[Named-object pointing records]
===

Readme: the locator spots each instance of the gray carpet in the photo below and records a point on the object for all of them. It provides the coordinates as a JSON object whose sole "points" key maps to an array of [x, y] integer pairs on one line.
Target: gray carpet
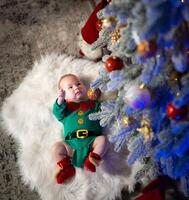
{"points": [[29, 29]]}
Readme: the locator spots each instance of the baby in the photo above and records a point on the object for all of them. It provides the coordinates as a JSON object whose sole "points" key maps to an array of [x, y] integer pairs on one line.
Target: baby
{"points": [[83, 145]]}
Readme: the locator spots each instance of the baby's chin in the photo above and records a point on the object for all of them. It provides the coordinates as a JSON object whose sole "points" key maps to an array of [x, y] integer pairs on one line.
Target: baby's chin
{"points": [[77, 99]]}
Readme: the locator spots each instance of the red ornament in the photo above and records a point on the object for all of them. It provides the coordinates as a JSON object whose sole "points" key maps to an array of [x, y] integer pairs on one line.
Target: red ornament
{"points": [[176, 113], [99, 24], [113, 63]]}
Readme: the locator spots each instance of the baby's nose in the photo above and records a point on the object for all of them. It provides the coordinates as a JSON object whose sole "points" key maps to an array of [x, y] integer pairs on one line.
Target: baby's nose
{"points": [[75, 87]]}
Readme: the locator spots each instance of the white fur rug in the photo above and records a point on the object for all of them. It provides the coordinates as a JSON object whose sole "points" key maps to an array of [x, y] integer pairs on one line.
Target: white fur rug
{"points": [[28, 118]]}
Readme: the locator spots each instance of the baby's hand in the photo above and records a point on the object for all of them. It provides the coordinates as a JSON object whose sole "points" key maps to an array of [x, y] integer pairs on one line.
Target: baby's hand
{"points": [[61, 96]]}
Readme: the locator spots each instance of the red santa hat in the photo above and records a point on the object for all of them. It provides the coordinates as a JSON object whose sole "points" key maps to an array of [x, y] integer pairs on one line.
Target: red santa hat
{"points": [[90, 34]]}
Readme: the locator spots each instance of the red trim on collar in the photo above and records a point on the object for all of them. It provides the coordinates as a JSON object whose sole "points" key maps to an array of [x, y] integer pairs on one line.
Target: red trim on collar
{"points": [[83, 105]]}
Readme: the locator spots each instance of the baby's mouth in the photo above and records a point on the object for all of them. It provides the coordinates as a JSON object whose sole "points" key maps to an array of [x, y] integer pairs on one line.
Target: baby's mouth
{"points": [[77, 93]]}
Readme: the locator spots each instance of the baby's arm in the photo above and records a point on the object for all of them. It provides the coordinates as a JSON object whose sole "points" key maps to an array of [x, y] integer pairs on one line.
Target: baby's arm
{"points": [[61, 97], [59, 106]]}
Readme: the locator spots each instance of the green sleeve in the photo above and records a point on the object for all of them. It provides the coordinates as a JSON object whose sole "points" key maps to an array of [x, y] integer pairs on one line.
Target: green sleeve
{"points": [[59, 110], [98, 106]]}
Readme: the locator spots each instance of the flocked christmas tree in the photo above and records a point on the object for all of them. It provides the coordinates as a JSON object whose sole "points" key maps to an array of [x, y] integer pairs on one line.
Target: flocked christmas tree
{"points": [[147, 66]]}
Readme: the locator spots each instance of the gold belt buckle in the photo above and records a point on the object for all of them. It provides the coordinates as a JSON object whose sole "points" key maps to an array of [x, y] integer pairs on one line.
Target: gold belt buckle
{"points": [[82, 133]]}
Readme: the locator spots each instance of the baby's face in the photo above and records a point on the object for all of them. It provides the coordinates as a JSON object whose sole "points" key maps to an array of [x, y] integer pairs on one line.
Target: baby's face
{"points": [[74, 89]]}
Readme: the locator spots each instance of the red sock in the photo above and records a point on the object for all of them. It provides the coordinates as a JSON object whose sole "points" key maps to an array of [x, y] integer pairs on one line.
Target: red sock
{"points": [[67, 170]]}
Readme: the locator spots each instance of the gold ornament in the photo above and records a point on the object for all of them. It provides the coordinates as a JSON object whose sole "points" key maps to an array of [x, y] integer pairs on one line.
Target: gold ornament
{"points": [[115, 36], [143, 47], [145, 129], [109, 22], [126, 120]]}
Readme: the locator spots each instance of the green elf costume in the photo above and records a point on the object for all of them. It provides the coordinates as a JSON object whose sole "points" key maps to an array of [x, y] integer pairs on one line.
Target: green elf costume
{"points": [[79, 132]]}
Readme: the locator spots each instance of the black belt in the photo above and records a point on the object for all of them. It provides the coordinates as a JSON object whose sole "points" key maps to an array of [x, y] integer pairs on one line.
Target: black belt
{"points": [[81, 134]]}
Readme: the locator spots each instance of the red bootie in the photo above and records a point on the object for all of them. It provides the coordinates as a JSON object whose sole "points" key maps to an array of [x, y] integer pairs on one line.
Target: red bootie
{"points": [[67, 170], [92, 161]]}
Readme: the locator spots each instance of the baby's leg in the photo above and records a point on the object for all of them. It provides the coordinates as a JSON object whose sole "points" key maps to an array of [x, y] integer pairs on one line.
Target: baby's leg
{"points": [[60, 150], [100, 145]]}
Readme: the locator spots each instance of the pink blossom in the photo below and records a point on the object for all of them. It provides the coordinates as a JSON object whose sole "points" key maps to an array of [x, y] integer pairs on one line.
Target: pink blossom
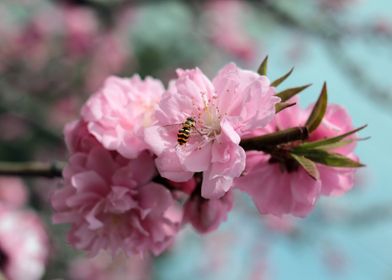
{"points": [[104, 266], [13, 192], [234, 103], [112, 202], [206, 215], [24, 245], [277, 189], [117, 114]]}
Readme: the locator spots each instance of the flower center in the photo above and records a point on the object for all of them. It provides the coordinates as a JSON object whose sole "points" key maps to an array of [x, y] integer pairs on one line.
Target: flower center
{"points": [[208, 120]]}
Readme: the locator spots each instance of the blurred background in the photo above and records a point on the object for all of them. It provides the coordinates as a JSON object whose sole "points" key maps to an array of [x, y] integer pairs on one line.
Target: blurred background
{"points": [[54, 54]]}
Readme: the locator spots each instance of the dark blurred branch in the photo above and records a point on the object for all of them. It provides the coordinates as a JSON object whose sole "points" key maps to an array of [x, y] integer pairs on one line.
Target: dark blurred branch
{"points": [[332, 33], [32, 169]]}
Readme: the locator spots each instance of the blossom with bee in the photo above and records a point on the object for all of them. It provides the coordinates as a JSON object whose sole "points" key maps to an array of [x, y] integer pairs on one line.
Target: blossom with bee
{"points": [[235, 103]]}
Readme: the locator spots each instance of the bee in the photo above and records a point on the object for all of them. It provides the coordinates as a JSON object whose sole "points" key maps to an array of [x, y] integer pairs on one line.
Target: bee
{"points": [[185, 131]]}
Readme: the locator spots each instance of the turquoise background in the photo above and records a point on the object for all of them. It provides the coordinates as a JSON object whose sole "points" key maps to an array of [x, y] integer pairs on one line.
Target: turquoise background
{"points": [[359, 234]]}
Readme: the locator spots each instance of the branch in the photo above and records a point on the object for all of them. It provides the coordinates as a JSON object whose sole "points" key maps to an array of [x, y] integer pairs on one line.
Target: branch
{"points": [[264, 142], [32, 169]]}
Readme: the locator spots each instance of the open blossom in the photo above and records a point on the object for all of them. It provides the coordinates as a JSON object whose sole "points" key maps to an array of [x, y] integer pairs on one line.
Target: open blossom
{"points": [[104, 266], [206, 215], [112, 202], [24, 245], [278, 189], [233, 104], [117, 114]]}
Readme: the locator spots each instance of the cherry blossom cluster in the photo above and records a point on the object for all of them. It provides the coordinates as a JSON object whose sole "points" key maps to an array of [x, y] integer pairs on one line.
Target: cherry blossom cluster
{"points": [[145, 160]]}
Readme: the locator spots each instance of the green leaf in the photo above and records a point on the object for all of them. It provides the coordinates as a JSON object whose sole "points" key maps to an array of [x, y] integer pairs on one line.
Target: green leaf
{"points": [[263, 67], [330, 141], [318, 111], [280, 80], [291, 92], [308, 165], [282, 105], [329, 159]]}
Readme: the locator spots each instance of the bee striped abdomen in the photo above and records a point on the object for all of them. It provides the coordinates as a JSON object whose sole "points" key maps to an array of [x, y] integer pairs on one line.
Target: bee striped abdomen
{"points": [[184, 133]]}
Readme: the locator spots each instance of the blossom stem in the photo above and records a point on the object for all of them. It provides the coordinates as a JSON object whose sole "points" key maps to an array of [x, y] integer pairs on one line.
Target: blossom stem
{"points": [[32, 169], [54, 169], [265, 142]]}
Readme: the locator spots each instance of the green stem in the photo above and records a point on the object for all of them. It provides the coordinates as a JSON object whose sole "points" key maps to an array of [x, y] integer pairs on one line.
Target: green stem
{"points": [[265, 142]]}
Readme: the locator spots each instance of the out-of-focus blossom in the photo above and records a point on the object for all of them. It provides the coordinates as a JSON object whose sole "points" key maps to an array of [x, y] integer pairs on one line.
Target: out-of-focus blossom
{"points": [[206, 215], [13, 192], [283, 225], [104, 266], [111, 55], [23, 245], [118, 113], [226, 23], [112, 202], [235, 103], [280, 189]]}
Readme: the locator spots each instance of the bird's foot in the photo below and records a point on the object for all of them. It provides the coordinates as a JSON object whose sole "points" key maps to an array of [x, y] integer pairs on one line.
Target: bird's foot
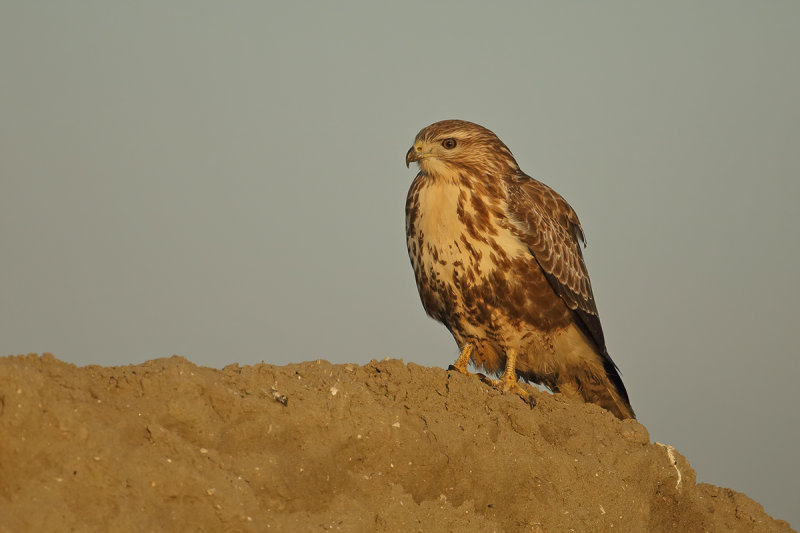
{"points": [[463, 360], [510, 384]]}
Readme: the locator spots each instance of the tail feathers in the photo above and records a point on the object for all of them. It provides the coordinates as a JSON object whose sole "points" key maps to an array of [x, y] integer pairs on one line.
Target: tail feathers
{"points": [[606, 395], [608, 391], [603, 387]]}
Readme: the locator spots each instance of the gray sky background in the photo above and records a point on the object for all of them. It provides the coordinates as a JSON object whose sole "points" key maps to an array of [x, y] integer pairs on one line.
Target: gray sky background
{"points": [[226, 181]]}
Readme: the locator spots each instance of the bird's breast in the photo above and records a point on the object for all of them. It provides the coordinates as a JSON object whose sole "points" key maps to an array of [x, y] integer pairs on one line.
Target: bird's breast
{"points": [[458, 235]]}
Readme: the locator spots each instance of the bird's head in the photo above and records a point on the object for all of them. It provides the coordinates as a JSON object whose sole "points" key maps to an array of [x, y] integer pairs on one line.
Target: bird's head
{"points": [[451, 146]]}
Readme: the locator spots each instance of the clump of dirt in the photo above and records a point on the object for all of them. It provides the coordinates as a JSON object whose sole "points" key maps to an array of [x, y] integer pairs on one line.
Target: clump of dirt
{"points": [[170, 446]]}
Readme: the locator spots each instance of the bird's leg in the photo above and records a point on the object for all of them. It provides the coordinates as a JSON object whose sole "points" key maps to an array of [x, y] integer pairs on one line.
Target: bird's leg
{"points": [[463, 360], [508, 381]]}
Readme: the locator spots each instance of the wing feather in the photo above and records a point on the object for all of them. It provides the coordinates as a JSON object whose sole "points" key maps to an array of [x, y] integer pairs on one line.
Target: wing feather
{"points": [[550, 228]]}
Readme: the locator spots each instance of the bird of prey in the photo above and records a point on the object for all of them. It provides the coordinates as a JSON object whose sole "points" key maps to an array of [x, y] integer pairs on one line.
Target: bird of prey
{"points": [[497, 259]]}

===

* **Request**: From the line that contains "Readme: the locator spots each instance of the wing" down to the last line of the listing above, repeat each line exactly, and include nothing else.

* **Reply to the exercise**:
Readme: the locator spots each instance of the wing feather in the photo above and records a point on the object for all of them. It provides the coordinates as a JSON object whose sole "points" key maps to an array of [x, y] integer pairs on one line.
Target: wing feather
{"points": [[550, 228]]}
Readme: the locator spots each instance of the bird of prey in the photo above and records a point on the object for all of them. It provides the coordinates as a JSON object whose sole "points" key maps to an array of [x, y] integer pairs on one line.
Target: bird of prey
{"points": [[497, 259]]}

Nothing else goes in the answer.